What you should do
The answer must consist solely of the lines from the one with "Return one point per instance of the horse's front" through the last line of the data, copied exactly, with no pictures.

(Provided data begins)

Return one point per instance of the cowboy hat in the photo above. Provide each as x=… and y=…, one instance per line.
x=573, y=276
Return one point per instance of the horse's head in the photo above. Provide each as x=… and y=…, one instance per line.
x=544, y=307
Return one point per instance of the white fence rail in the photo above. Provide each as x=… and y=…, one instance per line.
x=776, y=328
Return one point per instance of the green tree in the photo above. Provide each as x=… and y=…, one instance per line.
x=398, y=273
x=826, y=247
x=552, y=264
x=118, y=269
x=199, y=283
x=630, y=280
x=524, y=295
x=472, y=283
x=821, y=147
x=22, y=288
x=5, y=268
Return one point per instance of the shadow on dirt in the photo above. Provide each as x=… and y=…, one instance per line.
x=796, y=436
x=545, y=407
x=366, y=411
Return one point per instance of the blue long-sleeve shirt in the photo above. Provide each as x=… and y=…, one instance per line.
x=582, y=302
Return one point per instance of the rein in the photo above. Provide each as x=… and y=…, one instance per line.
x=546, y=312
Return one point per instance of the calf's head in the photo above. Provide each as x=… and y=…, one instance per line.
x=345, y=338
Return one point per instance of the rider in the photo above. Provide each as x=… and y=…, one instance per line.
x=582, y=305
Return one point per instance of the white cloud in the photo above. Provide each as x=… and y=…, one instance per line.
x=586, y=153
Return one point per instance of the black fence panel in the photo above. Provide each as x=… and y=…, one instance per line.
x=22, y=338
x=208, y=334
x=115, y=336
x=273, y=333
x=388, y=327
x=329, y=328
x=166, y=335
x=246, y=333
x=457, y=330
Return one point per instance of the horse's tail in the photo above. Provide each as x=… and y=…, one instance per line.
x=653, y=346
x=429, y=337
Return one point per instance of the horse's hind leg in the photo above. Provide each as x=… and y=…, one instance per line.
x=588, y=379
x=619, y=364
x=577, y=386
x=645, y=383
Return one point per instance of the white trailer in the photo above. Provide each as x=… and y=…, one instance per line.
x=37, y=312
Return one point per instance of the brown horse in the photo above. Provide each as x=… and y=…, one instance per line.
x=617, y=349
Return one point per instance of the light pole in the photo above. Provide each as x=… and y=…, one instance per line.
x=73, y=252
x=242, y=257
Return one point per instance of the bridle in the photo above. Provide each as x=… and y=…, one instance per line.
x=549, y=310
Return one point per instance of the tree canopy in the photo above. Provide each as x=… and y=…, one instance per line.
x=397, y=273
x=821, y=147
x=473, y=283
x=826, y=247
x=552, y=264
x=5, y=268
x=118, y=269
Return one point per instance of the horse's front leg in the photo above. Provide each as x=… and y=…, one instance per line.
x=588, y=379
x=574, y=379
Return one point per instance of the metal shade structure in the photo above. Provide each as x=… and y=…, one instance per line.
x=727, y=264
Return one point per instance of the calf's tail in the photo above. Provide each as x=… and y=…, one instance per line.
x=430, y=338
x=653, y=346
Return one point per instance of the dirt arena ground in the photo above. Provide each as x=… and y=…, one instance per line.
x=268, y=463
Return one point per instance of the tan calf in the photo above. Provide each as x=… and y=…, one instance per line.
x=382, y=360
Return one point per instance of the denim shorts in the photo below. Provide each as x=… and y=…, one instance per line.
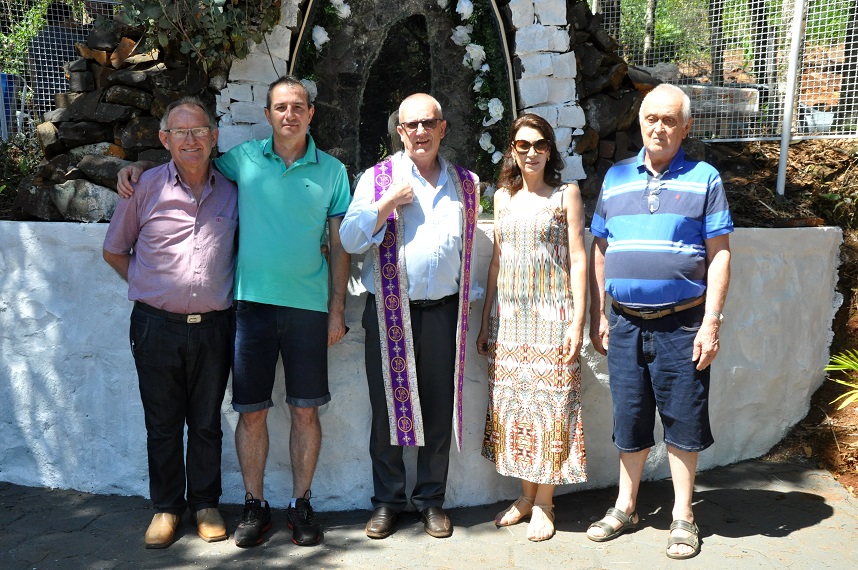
x=265, y=332
x=650, y=367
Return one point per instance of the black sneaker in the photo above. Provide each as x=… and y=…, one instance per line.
x=305, y=530
x=255, y=520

(Provided data ends)

Task output
Return one point per instance of the horse's front leg in the photo above. Provide each as x=… and y=…, one instance per line.
x=588, y=379
x=574, y=379
Return one point per instance of the metal shade structure in the photo above. Provide each as x=… and y=…, one instance per line.
x=727, y=264
Return one point per instance of the calf's tail in the photo above. Provide each as x=… and y=…, one instance per line.
x=430, y=338
x=653, y=346
Return one point per instance of the dirt arena ground in the photo above. Provide each as x=… and y=…, one instance per line.
x=268, y=463
Return one point per instance of the tan calf in the photo above. Provide each as x=… and y=…, one instance per line.
x=382, y=360
Return one point per instance of the denim shorts in the photo below. Provide each as x=… and y=…, one instance per line.
x=265, y=332
x=650, y=367
Return one point per instance of the black sneaker in the photo above. Provide each as x=… and y=…, one instance per line.
x=305, y=530
x=255, y=520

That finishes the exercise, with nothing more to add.